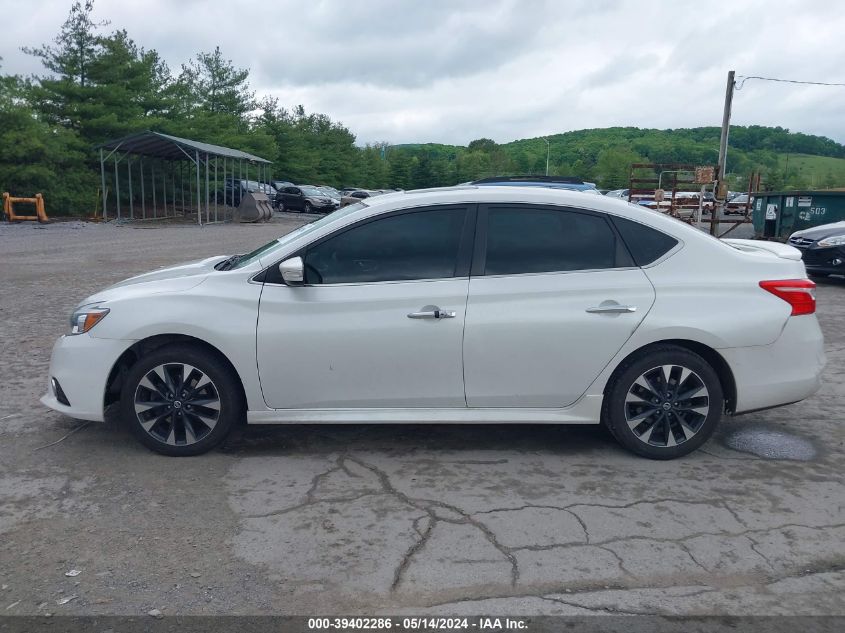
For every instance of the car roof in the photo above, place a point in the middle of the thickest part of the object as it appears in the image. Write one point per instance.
(508, 193)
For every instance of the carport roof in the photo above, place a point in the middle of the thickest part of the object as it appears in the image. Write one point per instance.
(174, 148)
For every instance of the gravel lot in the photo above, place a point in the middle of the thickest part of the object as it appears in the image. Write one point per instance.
(410, 519)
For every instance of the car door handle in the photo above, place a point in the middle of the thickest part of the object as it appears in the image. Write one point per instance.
(432, 312)
(611, 309)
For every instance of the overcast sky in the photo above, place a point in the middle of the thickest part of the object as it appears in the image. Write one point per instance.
(452, 71)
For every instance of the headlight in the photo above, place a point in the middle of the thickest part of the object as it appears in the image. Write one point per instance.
(833, 240)
(85, 318)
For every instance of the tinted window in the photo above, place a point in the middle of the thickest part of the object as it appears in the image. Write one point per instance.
(534, 240)
(645, 243)
(418, 245)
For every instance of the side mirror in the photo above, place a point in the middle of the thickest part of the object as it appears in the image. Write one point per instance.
(293, 270)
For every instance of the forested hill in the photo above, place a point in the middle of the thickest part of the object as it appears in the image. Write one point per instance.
(603, 155)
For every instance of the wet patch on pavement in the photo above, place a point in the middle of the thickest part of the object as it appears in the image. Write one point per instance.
(770, 443)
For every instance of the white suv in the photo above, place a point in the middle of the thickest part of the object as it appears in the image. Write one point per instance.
(464, 305)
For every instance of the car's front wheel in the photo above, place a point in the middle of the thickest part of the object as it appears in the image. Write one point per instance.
(664, 404)
(181, 400)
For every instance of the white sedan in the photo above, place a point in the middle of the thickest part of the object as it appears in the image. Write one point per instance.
(463, 305)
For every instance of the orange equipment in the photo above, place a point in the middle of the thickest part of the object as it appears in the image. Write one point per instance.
(9, 209)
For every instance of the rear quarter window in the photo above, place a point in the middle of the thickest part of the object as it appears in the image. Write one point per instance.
(645, 244)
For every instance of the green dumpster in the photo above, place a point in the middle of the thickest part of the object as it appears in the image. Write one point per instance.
(778, 214)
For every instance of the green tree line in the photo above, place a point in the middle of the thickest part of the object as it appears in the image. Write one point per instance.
(99, 84)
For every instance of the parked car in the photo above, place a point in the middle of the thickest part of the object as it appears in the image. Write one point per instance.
(331, 192)
(306, 199)
(459, 305)
(738, 204)
(356, 196)
(822, 249)
(234, 188)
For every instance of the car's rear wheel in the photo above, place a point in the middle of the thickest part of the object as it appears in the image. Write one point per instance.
(664, 404)
(181, 401)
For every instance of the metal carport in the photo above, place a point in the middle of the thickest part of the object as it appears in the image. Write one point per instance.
(159, 187)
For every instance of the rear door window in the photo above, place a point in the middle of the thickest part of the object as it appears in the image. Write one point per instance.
(527, 239)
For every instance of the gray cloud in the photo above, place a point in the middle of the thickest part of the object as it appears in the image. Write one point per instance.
(451, 71)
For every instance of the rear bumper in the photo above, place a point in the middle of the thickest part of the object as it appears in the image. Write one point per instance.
(824, 260)
(784, 372)
(81, 364)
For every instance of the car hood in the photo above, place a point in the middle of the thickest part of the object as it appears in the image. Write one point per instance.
(169, 279)
(820, 232)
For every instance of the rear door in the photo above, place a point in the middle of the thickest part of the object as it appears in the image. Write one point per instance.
(554, 294)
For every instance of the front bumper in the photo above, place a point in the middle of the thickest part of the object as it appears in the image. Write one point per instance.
(81, 365)
(784, 372)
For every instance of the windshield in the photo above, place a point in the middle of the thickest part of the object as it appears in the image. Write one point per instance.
(269, 247)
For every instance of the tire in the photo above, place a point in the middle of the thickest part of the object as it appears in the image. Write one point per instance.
(192, 424)
(645, 421)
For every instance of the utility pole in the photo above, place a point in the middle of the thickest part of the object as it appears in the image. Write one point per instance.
(721, 188)
(548, 151)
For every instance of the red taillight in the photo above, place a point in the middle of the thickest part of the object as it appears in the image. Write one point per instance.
(796, 292)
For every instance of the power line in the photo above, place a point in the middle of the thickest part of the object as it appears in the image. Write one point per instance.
(786, 81)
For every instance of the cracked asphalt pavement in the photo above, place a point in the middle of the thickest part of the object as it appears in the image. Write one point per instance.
(411, 519)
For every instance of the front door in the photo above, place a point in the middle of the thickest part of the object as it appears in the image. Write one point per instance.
(379, 321)
(553, 297)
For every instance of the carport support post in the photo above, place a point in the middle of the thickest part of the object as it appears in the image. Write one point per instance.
(131, 201)
(207, 214)
(182, 183)
(143, 196)
(103, 184)
(116, 187)
(199, 204)
(152, 184)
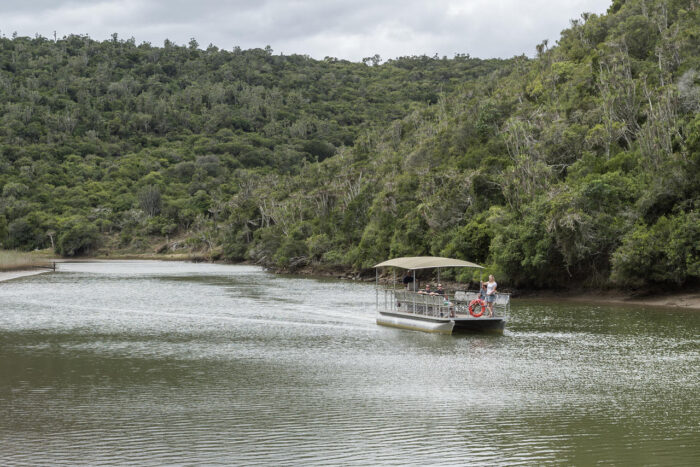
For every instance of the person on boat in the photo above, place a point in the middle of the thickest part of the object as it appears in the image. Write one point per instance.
(491, 294)
(407, 280)
(482, 292)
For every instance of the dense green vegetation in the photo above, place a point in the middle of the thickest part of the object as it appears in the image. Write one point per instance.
(581, 166)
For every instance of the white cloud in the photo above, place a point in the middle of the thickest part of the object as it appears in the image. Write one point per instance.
(319, 28)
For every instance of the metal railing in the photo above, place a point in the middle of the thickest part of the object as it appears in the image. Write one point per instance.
(407, 301)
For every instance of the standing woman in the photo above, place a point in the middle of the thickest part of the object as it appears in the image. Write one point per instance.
(491, 294)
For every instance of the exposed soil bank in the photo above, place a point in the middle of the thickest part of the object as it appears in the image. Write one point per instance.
(683, 300)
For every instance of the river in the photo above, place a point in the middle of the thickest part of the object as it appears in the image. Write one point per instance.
(181, 363)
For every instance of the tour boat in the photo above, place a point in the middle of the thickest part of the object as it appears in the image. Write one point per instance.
(407, 308)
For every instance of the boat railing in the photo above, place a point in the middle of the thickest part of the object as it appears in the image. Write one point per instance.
(407, 301)
(501, 306)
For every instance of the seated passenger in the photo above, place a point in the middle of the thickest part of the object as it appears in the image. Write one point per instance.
(440, 291)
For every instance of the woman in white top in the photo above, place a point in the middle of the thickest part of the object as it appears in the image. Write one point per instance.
(491, 294)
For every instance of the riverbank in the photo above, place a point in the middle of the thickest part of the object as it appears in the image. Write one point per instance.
(684, 300)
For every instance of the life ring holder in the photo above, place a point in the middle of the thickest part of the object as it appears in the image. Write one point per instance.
(477, 302)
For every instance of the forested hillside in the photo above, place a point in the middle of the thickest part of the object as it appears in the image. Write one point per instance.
(581, 166)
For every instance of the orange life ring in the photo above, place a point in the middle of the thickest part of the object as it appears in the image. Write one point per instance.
(477, 302)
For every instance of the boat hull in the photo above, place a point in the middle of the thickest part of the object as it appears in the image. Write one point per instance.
(490, 325)
(415, 322)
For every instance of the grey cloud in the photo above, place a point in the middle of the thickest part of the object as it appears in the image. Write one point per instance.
(352, 30)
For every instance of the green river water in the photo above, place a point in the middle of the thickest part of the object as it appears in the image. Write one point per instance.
(155, 363)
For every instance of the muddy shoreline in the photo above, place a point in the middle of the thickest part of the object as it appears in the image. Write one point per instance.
(689, 300)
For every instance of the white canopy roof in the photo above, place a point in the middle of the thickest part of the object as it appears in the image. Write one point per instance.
(425, 262)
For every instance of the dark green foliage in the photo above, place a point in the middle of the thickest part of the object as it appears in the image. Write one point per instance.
(78, 237)
(581, 166)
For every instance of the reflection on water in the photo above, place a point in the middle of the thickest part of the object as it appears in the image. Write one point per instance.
(150, 362)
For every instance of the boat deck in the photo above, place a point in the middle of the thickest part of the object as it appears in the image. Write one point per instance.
(432, 313)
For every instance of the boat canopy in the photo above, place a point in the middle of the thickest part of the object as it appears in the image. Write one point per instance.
(426, 262)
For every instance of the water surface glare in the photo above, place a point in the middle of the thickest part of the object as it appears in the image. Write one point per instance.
(180, 363)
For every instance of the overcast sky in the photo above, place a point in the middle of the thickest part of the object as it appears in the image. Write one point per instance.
(346, 29)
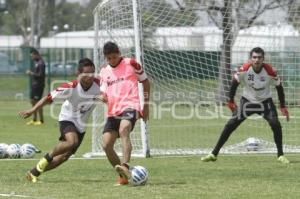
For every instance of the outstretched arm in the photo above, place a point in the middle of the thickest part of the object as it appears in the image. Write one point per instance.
(232, 91)
(39, 104)
(231, 104)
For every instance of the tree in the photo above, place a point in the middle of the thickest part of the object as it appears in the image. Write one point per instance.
(231, 16)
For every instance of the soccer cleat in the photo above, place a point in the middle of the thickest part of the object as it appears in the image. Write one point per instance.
(37, 123)
(30, 177)
(42, 164)
(123, 171)
(121, 181)
(31, 122)
(283, 159)
(209, 158)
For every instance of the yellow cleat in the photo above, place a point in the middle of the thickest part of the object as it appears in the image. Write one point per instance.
(283, 159)
(37, 123)
(31, 122)
(123, 171)
(41, 165)
(30, 177)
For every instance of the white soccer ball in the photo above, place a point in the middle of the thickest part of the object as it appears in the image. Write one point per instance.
(139, 175)
(252, 144)
(3, 150)
(13, 151)
(27, 151)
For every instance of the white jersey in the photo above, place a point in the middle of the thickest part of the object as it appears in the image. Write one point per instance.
(78, 104)
(257, 86)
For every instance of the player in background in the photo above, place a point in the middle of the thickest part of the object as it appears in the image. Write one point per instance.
(119, 81)
(80, 97)
(37, 85)
(257, 78)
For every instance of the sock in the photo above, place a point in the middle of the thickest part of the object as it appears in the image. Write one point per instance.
(125, 165)
(35, 172)
(48, 158)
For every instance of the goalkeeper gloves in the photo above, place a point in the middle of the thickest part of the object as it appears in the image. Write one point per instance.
(285, 112)
(232, 105)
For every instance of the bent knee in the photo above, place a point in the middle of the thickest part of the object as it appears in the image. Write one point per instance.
(107, 146)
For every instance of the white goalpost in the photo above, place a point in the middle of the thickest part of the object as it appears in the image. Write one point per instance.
(189, 50)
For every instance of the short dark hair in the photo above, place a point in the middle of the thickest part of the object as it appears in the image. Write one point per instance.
(257, 50)
(34, 51)
(84, 62)
(110, 47)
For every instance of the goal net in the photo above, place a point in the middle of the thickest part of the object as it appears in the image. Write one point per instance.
(189, 50)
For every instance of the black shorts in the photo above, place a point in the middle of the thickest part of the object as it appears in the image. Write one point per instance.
(66, 127)
(113, 123)
(266, 109)
(36, 92)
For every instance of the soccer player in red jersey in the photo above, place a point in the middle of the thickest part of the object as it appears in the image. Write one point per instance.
(257, 78)
(119, 82)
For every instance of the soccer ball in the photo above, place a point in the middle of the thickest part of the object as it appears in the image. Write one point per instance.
(27, 151)
(13, 151)
(3, 150)
(252, 144)
(139, 175)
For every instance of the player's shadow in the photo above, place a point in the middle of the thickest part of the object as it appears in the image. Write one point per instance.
(78, 181)
(166, 183)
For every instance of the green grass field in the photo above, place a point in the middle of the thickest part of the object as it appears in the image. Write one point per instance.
(241, 176)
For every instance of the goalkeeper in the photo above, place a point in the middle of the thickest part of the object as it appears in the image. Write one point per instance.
(257, 78)
(80, 97)
(119, 81)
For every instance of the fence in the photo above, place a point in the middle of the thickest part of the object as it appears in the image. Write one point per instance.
(61, 64)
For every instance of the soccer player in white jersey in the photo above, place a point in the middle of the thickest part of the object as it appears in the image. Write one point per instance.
(80, 97)
(257, 78)
(119, 81)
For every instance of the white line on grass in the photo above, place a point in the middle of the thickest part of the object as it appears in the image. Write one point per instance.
(158, 156)
(12, 194)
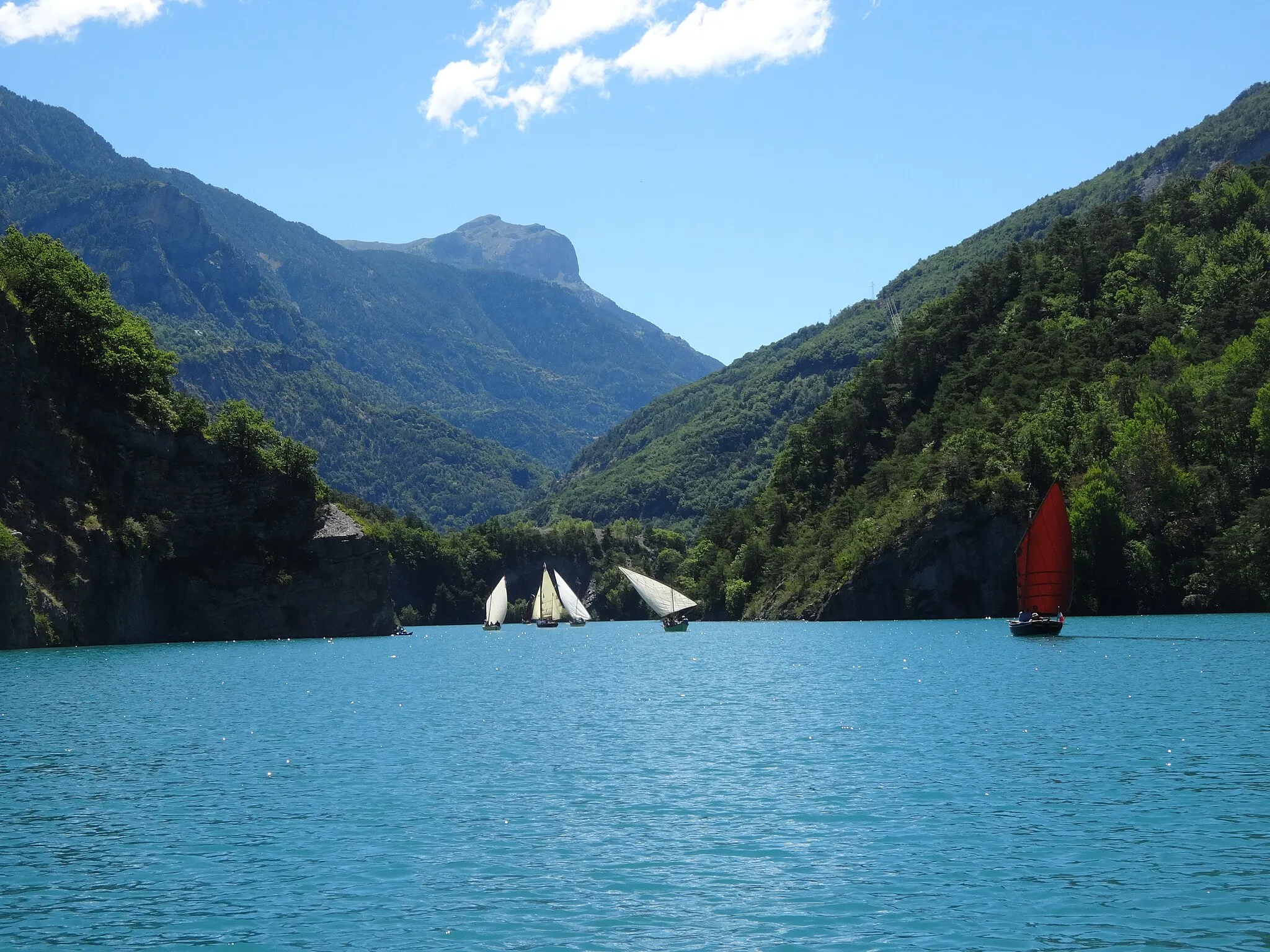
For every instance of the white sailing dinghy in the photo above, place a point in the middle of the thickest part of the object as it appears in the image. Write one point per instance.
(671, 606)
(548, 610)
(573, 606)
(495, 607)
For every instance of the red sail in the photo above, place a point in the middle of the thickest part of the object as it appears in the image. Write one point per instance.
(1044, 559)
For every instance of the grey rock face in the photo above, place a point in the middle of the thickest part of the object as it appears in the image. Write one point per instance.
(962, 565)
(528, 250)
(139, 536)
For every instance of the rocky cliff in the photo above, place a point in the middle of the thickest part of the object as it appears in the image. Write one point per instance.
(120, 531)
(962, 565)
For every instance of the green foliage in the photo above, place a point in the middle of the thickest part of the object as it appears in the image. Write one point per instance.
(1126, 355)
(453, 394)
(443, 578)
(11, 547)
(76, 324)
(253, 444)
(710, 444)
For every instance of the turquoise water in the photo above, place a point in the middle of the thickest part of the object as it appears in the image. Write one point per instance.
(910, 786)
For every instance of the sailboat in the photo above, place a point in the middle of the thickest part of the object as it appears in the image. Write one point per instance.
(495, 607)
(670, 604)
(1044, 566)
(548, 610)
(573, 606)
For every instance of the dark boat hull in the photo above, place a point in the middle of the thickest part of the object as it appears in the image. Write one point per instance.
(1046, 626)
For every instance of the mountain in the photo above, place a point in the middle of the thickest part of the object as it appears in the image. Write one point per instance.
(710, 444)
(126, 516)
(445, 391)
(1126, 356)
(530, 250)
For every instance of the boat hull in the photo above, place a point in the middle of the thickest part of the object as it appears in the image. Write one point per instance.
(1044, 626)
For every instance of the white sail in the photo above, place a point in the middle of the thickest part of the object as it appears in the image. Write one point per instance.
(546, 604)
(495, 606)
(660, 598)
(572, 603)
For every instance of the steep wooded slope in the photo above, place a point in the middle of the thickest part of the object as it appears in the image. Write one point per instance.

○ ○ ○

Please transcribe exactly the line containing "For every instance of the mountain" and every line after it to the end of the data, and no other lines.

For every instance of the mountain in the photo above, place a point in the middle of the thickest part of the object as it appears in the image. Write one point per instance.
(710, 444)
(126, 516)
(445, 391)
(1126, 356)
(530, 250)
For every instance of the boat hull in the photo above, place a point in the middle of the thickest part of the object as it appears in the image. Write one point per instance.
(1044, 626)
For every instance of the white sail in the photo above, place a point in the middle of the thickest part of the object as it appears in the image. Write one point per instance.
(546, 604)
(495, 606)
(660, 598)
(572, 603)
For every instance of the steep wooded slope in the photo above, place a point in the middle of the thickest part of the object as it appears in the image. Write one point per instance.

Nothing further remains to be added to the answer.